## SUPPLIED PASSAGE
— start —
Change the channel width of the same channel.

Example:

hw-module location 0/RP0/CPU0 slot 1 ampli flex-channel-id 24 
          chan-central-freq 1949000 chan-width 1500

Step 3

Change both the central frequency and channel width of the channel.

Example:

hw-module location 0/RP0/CPU0 slot 1 ampli flex-channel-id 24 
          chan-central-freq 1932625 chan-width 6125

The configuration is committed and the optical module uses the requested settings.

In-line amplifier

The optical amplifier module (NCS1K-EDFA) can be configured in In-line amplifier (ILA) mode. ILA mode is used when it is not possible to connect to terminal nodes with a single span. ILA mode is supported only in slots 1 and 3.

ILA mode supports only the operation of pre-amplifier in both directions. The booster module is switched off in ILA mode. ILA mode supports gain range 1 and 2 of the pre-amplifier and provides 23 dBm output power pre-amplification.
— end —
## EXTRACTED INFORMATION
— start —
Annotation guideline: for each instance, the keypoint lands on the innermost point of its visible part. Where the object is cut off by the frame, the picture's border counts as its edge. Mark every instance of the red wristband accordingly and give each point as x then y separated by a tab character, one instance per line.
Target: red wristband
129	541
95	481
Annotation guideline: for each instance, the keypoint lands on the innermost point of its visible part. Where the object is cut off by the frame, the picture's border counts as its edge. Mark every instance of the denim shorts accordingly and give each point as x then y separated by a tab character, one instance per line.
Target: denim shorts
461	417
— end —
— start —
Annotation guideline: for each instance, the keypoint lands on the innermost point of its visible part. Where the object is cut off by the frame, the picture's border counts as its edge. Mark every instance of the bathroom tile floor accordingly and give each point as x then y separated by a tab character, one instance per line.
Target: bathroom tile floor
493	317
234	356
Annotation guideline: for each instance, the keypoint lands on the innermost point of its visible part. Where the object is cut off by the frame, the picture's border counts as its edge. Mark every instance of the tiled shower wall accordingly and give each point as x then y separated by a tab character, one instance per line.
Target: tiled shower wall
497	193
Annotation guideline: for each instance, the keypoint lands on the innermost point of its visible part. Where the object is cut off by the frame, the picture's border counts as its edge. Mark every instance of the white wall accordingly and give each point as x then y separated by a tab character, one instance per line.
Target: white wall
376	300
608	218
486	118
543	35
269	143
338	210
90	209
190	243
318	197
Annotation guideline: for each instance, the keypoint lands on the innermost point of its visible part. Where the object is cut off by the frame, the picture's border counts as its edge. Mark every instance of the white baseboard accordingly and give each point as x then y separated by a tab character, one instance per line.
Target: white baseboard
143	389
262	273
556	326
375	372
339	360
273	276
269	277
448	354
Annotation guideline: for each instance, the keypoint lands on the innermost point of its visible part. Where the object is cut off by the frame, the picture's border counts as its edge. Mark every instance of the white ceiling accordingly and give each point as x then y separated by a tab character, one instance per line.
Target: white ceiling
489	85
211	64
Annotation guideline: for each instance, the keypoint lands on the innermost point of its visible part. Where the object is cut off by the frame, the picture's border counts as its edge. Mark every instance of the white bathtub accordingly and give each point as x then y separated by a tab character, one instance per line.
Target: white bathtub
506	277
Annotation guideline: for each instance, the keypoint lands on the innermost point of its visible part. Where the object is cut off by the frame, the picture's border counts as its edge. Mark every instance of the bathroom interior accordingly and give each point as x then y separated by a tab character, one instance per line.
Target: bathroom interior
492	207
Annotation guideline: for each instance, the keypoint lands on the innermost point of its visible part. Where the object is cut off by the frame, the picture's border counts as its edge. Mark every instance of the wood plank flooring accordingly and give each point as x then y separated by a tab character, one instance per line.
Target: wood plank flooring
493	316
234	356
— end —
## WRITTEN EXERCISE 1
Translate this sentence from the optical amplifier passage into Spanish: "The booster module is switched off in ILA mode."
## WRITTEN EXERCISE 2
Return the optical amplifier passage from "The optical amplifier" up to and including "output power pre-amplification.".
## WRITTEN EXERCISE 3
Write the next part of the optical amplifier passage, picking up after its final sentence.
The listing has no connection to the optical amplifier passage.

## WRITTEN ANSWER 1
El módulo booster se apaga en el modo ILA.

## WRITTEN ANSWER 2
The optical amplifier module (NCS1K-EDFA) can be configured in In-line amplifier (ILA) mode. ILA mode is used when it is not possible to connect to terminal nodes with a single span. ILA mode is supported only in slots 1 and 3.

ILA mode supports only the operation of pre-amplifier in both directions. The booster module is switched off in ILA mode. ILA mode supports gain range 1 and 2 of the pre-amplifier and provides 23 dBm output power pre-amplification.

## WRITTEN ANSWER 3
In ILA mode, the LINE-RX and COM-TX ports of the optical amplifier module are enabled, while the LINE-TX and COM-RX ports are disabled. The OCM reports the values for LINE-RX and COM-TX ports, and the values for LINE-TX and COM-RX ports are set to –40.00 dBm. In ILA mode, the LINE-RX port terminates on the optical amplifier module's LINE-RX, and the LINE-TX port terminates on the external OSC module (15216-FLD-OSC=).

Configure an amplifier module in ILA manual mode

When the amplifier is set to ILA, all the configurations are performed only on the pre-amplifier. After the node is set to ILA, the amplifier gain, RX-low threshold, and the amplifier tilt can be configured on the pre-amplifier.

Procedure


Use these commands to configure the required settings.

configure hw-module location 0/RP0/CPU0 slot slot-number ampli node-type value commit end controller controllertype Rack/Slot/Instance/Port ampli-control-mode {automatic | manual} ampli-gain value rx-low-threshold value ampli-tilt value commit end

Example:

In this sample, the amplifier module is configured in ILA manual mode. The node type is set to ILA. This parameter switches off the booster side and activate safety between slots 1 and 3.


configure
            hw-module location 0/RP0/CPU0 slot 3 ampli node-type iLA
            commit
            end
            controller ots 0/3/0/0
            ampli-control-mode manual
            ampli-gain 200
            rx-low-threshold -300
            ampli-tilt -10
            commit
end

The configuration is committed and the optical module uses the requested settings.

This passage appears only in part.